[START Given data]

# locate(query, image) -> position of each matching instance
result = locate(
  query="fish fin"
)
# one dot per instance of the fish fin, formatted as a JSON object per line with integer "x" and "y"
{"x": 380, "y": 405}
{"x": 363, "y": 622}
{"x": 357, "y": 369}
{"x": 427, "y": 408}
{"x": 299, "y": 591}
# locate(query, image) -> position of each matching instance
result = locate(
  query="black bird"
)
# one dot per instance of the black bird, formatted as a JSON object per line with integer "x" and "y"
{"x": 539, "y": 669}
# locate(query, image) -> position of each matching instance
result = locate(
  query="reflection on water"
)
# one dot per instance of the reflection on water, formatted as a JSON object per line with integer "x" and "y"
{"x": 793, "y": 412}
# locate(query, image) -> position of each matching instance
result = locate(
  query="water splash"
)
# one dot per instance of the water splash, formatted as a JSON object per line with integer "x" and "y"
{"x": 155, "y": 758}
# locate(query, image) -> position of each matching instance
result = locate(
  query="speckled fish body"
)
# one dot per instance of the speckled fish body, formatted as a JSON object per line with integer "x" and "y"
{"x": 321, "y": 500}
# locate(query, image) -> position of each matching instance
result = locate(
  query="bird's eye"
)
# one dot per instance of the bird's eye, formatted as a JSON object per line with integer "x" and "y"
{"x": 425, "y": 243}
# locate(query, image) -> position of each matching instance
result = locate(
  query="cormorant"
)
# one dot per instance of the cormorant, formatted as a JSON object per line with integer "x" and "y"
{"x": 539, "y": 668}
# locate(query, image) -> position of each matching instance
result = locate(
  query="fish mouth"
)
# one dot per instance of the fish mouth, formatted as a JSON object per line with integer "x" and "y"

[END Given data]

→ What you should do: Repeat each record exactly. Omit nothing.

→ Output of the task:
# locate(query, image) -> position of each matching instance
result = locate(
  query="fish fin"
)
# one dot per instance of the fish fin, formatted as a JSON object per line with integer "x" and "y"
{"x": 380, "y": 405}
{"x": 363, "y": 622}
{"x": 357, "y": 369}
{"x": 427, "y": 408}
{"x": 299, "y": 591}
# locate(query, image) -> position of each matching instance
result = locate(
  query="black bird"
)
# one dot per instance of the black bird, formatted as a JSON object per line with integer "x" and "y"
{"x": 539, "y": 669}
# locate(query, image) -> position of each matching instance
result = locate(
  query="reflection on water"
)
# one dot per instance of the reflection on water, formatted as a JSON object per line with integer "x" and "y"
{"x": 793, "y": 412}
# locate(query, image) -> position of each matching instance
result = locate(
  query="water splash"
)
# one dot per instance of the water splash, formatted as a JSON object per line with integer "x" and "y"
{"x": 155, "y": 758}
# locate(query, image) -> position of each matching instance
result = locate(
  query="speckled fish body"
)
# one dot per instance of the speckled fish body, formatted as a JSON object per line with integer "x" and "y"
{"x": 321, "y": 500}
# locate(query, image) -> position of each matching instance
result = locate(
  query="bird's eye"
)
# one dot per instance of the bird's eye, formatted as a JSON object per line with integer "x" and "y"
{"x": 425, "y": 243}
# locate(query, image) -> position of each matching instance
result = locate(
  query="cormorant"
)
# one dot per instance of the cormorant, formatted as a JSON object per line with integer "x" and "y"
{"x": 539, "y": 668}
# locate(query, image) -> position of each matching instance
result = locate(
  query="fish mouth"
)
# one dot per instance of the fish mouth, formatted as a JSON object per line with integer "x" and "y"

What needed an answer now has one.